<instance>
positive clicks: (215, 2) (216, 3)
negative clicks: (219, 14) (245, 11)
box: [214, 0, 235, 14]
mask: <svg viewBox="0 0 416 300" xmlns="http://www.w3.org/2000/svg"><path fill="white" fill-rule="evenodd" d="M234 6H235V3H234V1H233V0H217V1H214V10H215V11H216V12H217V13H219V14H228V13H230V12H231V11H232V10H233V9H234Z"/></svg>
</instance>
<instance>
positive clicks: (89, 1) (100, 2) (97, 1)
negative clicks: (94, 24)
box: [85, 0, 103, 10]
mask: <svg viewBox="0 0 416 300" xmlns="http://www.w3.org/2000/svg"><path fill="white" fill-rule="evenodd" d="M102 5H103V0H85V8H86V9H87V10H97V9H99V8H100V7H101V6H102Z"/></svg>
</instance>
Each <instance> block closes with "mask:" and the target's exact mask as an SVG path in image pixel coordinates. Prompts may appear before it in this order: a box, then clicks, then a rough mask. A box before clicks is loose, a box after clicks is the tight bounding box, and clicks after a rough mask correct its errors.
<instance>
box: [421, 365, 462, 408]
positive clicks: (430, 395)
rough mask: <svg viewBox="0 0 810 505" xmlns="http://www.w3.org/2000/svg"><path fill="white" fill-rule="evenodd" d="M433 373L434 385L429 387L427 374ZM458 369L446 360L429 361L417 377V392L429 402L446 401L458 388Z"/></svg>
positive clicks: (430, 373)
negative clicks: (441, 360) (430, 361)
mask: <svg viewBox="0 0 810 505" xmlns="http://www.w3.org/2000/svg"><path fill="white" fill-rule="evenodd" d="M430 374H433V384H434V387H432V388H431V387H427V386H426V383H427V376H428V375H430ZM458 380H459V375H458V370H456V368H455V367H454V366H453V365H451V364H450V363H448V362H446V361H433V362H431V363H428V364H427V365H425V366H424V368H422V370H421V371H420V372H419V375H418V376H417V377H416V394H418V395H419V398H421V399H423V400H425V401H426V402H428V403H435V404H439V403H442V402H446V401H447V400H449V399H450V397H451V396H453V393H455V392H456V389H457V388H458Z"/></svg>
+===+
> [To do] Rewrite every entry above with "negative clicks" changed to "background clicks" wherever it occurs. Keep everything else the same.

> [Task response]
<instance>
positive clicks: (215, 2) (216, 3)
background clicks: (219, 14) (245, 11)
box: [214, 0, 235, 14]
mask: <svg viewBox="0 0 416 300" xmlns="http://www.w3.org/2000/svg"><path fill="white" fill-rule="evenodd" d="M234 6H235V3H234V1H233V0H217V1H214V10H215V11H216V12H217V13H219V14H228V13H230V12H231V11H232V10H233V9H234Z"/></svg>
</instance>
<instance>
positive clicks: (89, 1) (100, 2) (97, 1)
background clicks: (94, 24)
box: [85, 0, 103, 10]
mask: <svg viewBox="0 0 416 300" xmlns="http://www.w3.org/2000/svg"><path fill="white" fill-rule="evenodd" d="M102 5H103V0H85V8H86V9H87V10H97V9H99V8H100V7H101V6H102Z"/></svg>
</instance>
Each <instance> block closes with "mask:" and the target's exact mask as an SVG path in image pixel coordinates. Prompts may appear before it in this order: a box, then clicks, then a rough mask. A box before clicks is loose, a box after clicks is the tight bounding box, and clicks after a rough mask correct its errors.
<instance>
box: [421, 365, 462, 408]
positive clicks: (430, 395)
rough mask: <svg viewBox="0 0 810 505" xmlns="http://www.w3.org/2000/svg"><path fill="white" fill-rule="evenodd" d="M433 373L434 385L429 387L427 374ZM458 369L446 360L429 361L417 377V392L429 402L446 401L458 388Z"/></svg>
positive clicks: (430, 373)
background clicks: (441, 360) (430, 361)
mask: <svg viewBox="0 0 810 505" xmlns="http://www.w3.org/2000/svg"><path fill="white" fill-rule="evenodd" d="M430 374H433V384H434V387H432V388H431V387H427V386H426V383H427V376H428V375H430ZM458 380H459V375H458V370H456V368H455V367H454V366H453V365H451V364H450V363H448V362H446V361H433V362H431V363H428V364H427V365H425V366H424V368H422V370H421V371H420V372H419V375H418V376H417V377H416V394H418V395H419V398H421V399H423V400H425V401H426V402H428V403H435V404H439V403H442V402H446V401H447V400H449V399H450V397H451V396H453V393H455V392H456V389H457V388H458Z"/></svg>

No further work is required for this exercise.